**Exercise instructions:** Report how many lines in the rows below contain the string "evergreen", treating uppercase and lowercase as different. Give only the number.

**Given entries:**

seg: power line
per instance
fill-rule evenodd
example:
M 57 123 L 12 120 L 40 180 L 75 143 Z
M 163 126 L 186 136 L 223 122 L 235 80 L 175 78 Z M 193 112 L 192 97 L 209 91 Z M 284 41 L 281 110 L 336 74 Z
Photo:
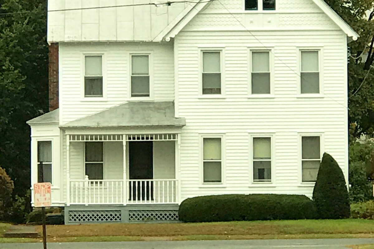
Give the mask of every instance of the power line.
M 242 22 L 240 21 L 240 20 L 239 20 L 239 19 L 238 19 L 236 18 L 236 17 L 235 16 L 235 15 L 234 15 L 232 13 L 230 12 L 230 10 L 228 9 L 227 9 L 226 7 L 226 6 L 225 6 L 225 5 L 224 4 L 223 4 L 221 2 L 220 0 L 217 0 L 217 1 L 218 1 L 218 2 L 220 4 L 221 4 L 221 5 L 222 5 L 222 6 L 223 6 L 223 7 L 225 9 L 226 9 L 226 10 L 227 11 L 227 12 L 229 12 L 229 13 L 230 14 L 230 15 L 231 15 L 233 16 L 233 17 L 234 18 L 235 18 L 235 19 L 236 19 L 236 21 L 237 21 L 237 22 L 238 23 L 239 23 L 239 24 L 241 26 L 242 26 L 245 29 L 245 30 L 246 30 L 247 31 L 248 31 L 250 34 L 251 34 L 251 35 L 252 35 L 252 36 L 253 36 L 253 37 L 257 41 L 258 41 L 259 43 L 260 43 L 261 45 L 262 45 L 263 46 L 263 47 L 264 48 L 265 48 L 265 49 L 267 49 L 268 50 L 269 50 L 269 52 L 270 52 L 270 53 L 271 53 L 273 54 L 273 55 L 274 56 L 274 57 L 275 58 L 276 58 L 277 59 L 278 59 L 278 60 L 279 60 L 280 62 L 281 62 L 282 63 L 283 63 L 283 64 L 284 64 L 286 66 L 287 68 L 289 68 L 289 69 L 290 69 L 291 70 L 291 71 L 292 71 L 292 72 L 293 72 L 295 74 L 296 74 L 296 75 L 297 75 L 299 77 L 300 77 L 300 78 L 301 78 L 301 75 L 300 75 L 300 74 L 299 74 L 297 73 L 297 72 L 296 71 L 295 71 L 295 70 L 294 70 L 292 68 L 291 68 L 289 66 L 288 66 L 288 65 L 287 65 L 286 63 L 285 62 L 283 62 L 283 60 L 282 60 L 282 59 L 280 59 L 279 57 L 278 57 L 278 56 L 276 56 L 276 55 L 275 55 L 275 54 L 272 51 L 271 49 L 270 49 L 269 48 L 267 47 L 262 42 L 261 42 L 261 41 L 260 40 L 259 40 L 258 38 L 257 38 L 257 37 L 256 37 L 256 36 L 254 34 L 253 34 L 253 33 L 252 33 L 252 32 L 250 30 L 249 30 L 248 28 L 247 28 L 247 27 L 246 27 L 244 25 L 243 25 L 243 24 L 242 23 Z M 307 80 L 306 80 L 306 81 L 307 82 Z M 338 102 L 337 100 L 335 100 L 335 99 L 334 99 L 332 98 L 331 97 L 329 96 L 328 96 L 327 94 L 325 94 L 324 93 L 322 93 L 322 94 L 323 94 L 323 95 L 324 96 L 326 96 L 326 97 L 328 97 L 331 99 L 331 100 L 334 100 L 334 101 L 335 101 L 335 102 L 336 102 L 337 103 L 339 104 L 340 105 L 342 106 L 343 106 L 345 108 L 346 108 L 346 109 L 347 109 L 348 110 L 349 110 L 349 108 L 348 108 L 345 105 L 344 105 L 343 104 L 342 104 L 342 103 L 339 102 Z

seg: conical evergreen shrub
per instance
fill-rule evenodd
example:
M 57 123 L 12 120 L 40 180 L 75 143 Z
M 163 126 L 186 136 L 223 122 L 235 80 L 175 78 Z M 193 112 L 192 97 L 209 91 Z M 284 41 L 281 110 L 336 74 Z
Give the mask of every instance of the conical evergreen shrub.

**Exercise result:** 2